§ **QUOTED PASSAGE**:
────────────────

Sunnycam Xtreme Edition Review
The Good
  • Very robust and will not fall off your head easily
  • Water resistant with an IP65 rating
The Bad
  • No image stabilisation so ends with shaky footage
  • Bridge of nose area slightly sharp
3.6Overall Score

So summer is now upon us, meaning people will be spending more time outside. People will be embarking on long hikes in the British countryside, taking to the beach for a dip in the sea and taking part in extreme sports in various parks. Wouldn’t it be great if you could document your summer adventures first hand? Well now you can. Rather than strapping an action cam to your body, Sunnycam has come up with a way of capturing a true first person viewpoint, directly through a set of sunglasses.

The sunglasses themselves are made from a very thick plastic to keep the weight low. There’s nothing worse than having a pair of glasses feel too heavy, as they do start digging into the bridge of your nose. The set we were sent were comfortable, but did have a couple of sharp edges around the bridge, so I had to pick away at the plastic first to make them feel okay. They are a little tight around the temple area, but if you’re going to be swinging your head around while mountain biking, you don’t want them falling off. The entire product is covered in a matte black finish.

────────────────

§ **Stored items**:

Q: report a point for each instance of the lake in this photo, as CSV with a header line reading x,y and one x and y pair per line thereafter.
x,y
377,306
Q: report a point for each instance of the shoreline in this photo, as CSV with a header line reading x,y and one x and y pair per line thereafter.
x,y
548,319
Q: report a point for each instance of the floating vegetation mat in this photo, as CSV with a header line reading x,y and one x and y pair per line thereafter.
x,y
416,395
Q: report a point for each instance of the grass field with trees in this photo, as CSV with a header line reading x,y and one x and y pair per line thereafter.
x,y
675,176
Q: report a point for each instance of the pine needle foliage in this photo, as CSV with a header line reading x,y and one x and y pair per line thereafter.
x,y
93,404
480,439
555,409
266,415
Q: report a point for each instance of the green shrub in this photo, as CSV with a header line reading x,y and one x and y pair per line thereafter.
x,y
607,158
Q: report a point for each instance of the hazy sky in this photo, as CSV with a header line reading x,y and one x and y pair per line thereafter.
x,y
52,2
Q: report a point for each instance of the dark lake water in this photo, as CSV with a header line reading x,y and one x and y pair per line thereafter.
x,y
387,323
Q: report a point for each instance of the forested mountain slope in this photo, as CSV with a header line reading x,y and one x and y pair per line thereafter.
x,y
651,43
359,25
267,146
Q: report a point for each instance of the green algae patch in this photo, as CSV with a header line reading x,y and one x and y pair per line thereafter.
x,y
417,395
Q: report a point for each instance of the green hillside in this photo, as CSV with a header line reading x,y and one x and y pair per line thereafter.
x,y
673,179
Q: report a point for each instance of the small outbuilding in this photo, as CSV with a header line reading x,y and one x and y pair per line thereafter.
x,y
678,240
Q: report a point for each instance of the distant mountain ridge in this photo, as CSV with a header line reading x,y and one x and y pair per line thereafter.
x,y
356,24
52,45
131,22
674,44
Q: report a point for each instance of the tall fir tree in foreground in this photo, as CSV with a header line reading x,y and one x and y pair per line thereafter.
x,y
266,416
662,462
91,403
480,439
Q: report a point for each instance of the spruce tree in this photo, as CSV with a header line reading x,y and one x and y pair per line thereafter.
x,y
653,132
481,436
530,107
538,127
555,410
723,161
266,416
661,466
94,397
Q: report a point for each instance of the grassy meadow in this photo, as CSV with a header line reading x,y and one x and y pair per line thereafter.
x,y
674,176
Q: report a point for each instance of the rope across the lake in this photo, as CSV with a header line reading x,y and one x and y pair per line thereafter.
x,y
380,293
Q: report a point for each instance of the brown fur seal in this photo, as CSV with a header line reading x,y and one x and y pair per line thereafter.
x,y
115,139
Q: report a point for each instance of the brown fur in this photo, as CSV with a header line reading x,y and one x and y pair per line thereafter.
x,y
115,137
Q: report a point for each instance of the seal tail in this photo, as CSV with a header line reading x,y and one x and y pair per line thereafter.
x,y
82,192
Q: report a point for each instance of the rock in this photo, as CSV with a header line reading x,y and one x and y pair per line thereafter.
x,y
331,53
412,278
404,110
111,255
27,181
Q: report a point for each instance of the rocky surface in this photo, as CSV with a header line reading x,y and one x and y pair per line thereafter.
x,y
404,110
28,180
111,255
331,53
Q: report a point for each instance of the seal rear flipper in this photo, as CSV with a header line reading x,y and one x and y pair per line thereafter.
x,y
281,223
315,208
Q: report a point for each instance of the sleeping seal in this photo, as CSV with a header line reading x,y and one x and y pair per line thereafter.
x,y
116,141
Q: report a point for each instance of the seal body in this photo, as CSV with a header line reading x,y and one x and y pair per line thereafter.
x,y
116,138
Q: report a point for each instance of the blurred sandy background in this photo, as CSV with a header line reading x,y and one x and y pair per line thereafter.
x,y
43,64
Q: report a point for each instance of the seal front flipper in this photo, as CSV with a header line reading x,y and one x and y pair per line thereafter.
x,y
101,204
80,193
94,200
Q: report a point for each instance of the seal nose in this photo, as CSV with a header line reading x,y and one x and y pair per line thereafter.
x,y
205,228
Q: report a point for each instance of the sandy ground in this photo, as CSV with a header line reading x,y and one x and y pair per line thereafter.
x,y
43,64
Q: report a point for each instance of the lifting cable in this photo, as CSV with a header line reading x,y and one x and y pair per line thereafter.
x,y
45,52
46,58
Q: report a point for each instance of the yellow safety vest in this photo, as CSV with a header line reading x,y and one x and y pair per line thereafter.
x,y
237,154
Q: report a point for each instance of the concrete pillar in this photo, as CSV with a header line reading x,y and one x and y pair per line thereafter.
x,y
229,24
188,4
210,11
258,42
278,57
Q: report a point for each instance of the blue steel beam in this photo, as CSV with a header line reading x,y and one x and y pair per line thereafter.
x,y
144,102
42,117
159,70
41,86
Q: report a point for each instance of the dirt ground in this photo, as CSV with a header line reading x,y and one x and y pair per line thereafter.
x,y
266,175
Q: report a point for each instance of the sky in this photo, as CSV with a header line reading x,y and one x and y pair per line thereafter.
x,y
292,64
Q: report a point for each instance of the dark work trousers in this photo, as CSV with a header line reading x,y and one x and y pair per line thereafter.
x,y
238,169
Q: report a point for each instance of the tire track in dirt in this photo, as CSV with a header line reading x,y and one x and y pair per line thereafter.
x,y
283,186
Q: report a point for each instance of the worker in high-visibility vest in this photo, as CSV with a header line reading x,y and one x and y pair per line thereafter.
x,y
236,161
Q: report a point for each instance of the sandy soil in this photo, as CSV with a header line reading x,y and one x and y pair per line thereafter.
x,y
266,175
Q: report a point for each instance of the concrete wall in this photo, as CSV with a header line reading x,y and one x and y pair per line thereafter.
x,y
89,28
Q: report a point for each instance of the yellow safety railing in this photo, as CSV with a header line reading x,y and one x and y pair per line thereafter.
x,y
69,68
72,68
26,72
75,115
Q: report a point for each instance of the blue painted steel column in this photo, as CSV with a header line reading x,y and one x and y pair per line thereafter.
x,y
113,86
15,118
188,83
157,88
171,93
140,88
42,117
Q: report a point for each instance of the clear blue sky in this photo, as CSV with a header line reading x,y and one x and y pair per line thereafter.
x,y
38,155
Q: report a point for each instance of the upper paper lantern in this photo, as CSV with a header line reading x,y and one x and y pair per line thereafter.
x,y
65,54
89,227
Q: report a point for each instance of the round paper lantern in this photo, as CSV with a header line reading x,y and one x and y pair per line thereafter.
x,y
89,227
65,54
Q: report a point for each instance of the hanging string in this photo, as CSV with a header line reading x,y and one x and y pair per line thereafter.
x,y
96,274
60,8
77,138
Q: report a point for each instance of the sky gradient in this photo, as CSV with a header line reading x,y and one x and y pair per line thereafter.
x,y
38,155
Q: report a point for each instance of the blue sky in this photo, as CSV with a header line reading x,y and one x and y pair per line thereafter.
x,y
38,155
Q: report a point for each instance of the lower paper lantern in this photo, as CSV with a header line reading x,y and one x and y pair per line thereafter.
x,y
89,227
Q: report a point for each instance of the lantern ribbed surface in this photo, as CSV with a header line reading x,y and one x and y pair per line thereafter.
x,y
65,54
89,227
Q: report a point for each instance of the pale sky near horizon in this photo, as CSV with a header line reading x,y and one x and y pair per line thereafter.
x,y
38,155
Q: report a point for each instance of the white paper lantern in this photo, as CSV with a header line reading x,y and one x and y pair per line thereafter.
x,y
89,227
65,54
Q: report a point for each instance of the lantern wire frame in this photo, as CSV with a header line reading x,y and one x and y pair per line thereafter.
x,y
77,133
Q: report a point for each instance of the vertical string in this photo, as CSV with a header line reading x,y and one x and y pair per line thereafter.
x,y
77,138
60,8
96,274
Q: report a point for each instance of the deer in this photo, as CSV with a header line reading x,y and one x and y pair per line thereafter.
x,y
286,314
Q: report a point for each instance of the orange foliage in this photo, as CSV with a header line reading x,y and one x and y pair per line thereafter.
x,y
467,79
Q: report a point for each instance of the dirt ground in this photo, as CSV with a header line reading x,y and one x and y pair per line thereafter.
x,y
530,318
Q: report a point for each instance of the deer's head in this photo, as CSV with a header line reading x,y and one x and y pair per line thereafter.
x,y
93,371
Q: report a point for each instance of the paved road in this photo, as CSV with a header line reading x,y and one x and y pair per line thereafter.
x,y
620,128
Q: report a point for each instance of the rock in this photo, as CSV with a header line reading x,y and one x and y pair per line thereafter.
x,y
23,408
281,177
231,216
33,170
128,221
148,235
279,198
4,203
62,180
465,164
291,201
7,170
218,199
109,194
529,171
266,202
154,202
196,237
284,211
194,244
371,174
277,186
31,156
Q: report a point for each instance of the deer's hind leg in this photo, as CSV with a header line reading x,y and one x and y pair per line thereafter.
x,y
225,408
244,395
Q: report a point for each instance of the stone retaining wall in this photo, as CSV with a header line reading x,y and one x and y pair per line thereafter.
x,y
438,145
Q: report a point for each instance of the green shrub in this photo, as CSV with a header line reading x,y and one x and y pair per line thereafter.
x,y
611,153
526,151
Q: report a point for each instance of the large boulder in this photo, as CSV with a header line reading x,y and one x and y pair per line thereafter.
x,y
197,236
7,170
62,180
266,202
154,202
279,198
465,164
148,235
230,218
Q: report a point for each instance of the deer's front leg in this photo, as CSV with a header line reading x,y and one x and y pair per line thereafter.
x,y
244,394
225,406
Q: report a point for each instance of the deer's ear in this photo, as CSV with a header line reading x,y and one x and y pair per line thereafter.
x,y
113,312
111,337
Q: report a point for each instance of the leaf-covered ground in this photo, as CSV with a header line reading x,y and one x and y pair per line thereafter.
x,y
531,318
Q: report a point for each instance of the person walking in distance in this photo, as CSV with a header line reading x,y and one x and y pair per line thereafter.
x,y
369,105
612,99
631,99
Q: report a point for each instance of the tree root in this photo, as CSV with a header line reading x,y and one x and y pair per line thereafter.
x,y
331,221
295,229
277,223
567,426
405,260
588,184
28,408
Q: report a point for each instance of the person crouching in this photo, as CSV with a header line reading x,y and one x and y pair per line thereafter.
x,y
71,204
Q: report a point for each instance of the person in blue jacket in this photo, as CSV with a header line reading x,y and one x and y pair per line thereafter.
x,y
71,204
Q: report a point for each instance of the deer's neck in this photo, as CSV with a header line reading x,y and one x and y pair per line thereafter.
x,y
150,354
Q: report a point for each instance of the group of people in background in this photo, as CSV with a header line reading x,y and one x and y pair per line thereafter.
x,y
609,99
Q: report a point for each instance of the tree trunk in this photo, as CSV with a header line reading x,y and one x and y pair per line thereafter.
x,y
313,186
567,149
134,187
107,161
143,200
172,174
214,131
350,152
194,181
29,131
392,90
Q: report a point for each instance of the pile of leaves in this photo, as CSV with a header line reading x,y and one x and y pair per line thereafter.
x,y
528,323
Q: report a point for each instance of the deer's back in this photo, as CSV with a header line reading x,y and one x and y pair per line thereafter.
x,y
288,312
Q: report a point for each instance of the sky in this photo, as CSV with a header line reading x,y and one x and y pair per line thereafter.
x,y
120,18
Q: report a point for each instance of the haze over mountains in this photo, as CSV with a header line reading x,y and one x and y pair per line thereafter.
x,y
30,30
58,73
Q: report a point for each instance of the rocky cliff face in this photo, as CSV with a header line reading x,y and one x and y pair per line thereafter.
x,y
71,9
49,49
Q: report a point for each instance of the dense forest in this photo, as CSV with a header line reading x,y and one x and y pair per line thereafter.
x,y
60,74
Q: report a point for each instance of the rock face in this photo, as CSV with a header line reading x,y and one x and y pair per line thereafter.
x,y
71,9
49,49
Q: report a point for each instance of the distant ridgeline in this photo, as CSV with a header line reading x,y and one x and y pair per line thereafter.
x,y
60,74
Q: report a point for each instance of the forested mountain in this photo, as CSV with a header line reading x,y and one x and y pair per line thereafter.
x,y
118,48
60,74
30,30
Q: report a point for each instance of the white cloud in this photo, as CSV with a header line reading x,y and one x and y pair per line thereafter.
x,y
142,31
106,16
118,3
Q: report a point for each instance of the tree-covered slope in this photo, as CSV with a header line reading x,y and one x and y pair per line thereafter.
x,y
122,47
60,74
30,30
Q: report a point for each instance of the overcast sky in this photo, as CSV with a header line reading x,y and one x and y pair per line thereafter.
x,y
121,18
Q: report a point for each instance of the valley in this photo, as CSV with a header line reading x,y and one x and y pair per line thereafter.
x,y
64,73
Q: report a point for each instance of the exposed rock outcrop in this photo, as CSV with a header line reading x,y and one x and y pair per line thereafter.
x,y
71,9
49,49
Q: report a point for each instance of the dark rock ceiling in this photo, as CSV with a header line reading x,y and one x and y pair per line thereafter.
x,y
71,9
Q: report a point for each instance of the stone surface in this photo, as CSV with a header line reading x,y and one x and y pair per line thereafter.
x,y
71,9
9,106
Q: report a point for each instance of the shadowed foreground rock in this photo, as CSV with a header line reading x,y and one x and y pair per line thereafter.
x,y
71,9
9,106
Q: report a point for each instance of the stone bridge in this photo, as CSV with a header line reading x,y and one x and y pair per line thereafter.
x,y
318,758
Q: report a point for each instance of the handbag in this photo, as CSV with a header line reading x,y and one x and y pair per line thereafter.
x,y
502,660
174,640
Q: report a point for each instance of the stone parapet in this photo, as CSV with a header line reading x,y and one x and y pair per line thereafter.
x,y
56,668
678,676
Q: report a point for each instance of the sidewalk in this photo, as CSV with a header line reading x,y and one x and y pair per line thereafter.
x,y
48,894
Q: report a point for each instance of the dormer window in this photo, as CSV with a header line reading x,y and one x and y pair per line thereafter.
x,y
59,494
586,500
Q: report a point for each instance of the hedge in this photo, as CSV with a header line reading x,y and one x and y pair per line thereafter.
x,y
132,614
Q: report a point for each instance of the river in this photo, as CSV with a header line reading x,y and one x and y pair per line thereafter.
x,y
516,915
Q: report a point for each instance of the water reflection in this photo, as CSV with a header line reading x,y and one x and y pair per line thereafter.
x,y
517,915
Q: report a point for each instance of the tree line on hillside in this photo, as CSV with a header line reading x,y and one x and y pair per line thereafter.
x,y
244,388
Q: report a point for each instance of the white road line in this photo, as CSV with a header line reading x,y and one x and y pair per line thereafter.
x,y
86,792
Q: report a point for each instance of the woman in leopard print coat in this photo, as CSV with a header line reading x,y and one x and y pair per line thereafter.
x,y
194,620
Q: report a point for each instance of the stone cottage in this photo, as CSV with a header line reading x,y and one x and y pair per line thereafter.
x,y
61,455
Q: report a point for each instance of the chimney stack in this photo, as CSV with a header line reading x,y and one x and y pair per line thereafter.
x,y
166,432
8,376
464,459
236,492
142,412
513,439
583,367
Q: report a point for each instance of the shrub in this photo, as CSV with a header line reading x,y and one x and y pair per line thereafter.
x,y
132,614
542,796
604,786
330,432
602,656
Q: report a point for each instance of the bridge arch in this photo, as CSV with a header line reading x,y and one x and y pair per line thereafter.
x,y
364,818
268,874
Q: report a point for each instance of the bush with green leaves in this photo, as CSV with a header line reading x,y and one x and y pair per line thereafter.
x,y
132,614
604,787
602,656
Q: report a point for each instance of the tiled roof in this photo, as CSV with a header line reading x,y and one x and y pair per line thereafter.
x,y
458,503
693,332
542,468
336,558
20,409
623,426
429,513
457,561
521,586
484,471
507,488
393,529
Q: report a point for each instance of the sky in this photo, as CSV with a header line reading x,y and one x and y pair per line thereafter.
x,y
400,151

────────────────

§ **GOAL 1**: Do these statements agree with the Sunnycam review? (a) The sunglasses are made from thin metal. (b) The product is water resistant with an IP65 rating. (c) The glasses are loose around the temple area. Answer yes or no for each and quote the deciding words.
§ **GOAL 2**: According to the Sunnycam review, what finish covers the entire product?
§ **GOAL 3**: Carry on writing the Sunnycam review from where it stops.
The listing is separate material, unrelated to the Sunnycam review.

§ **WRITTEN REPLY 1**:
(a) No: "made from a very thick plastic"
(b) Yes: "Water resistant with an IP65 rating"
(c) No: "They are a little tight around the temple area"

§ **WRITTEN REPLY 2**: A matte black finish.

§ **WRITTEN REPLY 3**:
They charge via a microUSB cable, of which the port is on the underside of the glasses. The Sunnycam glasses have a 500mAh Lithium-ion battery which will give you around an hour of record time. There is a built-in 16GB storage which will give you close to an hour worth of full 1080p recording time. Not too bad for something that’s built into a pair of sunglasses. No support for extra microSD card, and from what we’ve seen, cannot be connected to a mobile phone. The USB port has a rubber cover to protect them from the elements.

As a whole they are IP65 water resistant, so no submerging, but a rain shower won’t be enough to damage them. If the sunglasses lenses aren’t for you, there are a set of polarizing lenses that come in the box. They’re the type that react to sunlight, and return to being clear once inside. There’s no information on whether you could stick your own prescription lenses inside however, so bare that in mind. And they aren’t big enough to fit over your glasses.

The 1080p recording looks quite nice, considering the camera is so small. The camera has been placed right on the bridge of your nose to capture the widest angle possible. I did stretch out my arms in front of me and I couldn’t see the tips of my fingers on the camera, so not sure what kind of focal length this is so it’s not a true first person viewpoint. There is no built in image stabilisation either so you’re going to experience some shaky video, especially if you’re on a bike going over rough terrain for example.  Even walking you can detect your steps and natural head movements quite clearly.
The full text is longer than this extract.